■ **Provided entries**
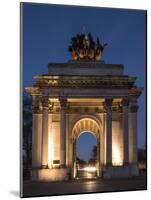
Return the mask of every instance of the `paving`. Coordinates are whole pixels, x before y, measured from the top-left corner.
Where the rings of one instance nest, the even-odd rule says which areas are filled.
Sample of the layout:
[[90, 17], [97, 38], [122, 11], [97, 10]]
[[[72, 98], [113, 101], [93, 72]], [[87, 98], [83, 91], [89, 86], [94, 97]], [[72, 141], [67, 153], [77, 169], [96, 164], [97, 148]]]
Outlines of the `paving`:
[[23, 186], [23, 196], [51, 196], [146, 189], [145, 175], [129, 179], [112, 180], [78, 179], [64, 182], [33, 182], [26, 180]]

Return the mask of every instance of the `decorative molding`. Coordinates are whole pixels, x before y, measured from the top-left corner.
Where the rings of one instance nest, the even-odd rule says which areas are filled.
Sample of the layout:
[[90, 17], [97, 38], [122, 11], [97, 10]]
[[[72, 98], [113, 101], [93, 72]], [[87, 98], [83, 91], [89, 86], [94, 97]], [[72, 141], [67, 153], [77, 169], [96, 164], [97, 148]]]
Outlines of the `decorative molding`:
[[130, 112], [136, 113], [138, 111], [139, 106], [138, 105], [131, 105], [130, 106]]
[[59, 98], [59, 101], [60, 101], [60, 106], [61, 106], [61, 108], [66, 108], [66, 107], [67, 107], [67, 98], [65, 98], [65, 97], [60, 97], [60, 98]]
[[122, 99], [122, 106], [128, 106], [129, 105], [129, 99], [128, 98], [123, 98]]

■ **Exercise task**
Please tally how many lines of the data above contain the word "measured". Reply with the number alone.

■ **Exercise answer**
2